Recorded data:
|---|

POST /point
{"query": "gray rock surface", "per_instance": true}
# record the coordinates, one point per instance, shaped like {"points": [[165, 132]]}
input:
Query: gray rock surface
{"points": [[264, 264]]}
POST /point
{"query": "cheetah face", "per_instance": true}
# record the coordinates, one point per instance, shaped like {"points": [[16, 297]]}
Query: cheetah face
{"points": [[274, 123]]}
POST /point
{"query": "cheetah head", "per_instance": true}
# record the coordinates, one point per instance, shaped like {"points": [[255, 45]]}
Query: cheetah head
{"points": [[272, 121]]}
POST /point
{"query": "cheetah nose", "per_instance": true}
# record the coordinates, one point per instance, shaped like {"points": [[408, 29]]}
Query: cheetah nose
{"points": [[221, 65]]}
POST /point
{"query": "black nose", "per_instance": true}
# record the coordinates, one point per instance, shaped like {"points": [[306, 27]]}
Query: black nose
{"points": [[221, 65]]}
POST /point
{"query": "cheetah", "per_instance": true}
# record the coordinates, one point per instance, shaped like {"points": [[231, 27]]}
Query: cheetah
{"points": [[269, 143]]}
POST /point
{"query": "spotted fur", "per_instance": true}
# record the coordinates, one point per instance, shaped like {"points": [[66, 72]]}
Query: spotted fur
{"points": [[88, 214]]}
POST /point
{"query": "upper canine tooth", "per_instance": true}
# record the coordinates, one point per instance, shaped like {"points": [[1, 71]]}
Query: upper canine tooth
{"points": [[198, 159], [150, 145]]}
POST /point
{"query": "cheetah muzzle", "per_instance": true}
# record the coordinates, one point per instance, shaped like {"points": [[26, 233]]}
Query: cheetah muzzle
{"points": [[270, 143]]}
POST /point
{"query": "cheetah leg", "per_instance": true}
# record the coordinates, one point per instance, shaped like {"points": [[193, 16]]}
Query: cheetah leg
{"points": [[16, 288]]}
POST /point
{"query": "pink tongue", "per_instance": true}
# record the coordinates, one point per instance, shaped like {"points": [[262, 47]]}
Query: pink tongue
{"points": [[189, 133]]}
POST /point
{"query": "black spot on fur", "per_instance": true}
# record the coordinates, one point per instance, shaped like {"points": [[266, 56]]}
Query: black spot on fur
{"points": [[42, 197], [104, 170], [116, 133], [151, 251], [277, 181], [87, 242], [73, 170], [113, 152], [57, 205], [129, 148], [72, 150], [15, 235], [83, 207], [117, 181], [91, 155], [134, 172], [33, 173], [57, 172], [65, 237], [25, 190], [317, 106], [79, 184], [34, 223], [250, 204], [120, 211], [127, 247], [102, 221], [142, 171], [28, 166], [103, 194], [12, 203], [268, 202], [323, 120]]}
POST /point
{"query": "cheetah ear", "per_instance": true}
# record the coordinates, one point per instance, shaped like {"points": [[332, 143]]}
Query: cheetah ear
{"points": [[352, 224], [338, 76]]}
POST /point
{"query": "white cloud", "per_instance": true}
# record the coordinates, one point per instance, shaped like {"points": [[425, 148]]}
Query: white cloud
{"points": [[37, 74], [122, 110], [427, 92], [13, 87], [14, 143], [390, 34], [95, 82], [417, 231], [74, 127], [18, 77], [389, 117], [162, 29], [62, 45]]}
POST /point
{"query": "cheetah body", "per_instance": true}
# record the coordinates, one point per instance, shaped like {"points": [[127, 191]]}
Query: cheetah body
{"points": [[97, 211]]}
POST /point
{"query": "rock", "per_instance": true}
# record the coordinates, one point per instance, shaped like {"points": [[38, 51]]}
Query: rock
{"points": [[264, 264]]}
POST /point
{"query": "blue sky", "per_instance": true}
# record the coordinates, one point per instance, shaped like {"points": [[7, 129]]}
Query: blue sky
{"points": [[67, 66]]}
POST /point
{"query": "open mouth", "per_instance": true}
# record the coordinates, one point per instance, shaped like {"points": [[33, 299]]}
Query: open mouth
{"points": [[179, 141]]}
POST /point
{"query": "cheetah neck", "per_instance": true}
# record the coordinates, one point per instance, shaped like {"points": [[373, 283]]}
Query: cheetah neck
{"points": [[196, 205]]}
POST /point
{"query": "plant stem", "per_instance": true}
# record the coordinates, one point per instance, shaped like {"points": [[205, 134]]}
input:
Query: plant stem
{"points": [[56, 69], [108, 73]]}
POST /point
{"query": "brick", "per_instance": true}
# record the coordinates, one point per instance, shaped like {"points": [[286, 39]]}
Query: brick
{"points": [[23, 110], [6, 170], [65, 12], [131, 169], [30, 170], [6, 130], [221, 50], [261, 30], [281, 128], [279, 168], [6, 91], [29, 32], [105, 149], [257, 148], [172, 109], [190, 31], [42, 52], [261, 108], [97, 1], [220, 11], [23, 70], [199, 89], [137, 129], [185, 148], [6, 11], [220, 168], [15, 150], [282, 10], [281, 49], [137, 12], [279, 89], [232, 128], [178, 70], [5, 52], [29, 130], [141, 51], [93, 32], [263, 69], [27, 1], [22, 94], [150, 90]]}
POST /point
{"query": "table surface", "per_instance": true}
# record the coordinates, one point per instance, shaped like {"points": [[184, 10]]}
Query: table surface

|---|

Exercise requirements: Search the data above for the string "table". Report every line where it is found.

Result for this task:
{"query": "table surface", "per_instance": true}
Query: table surface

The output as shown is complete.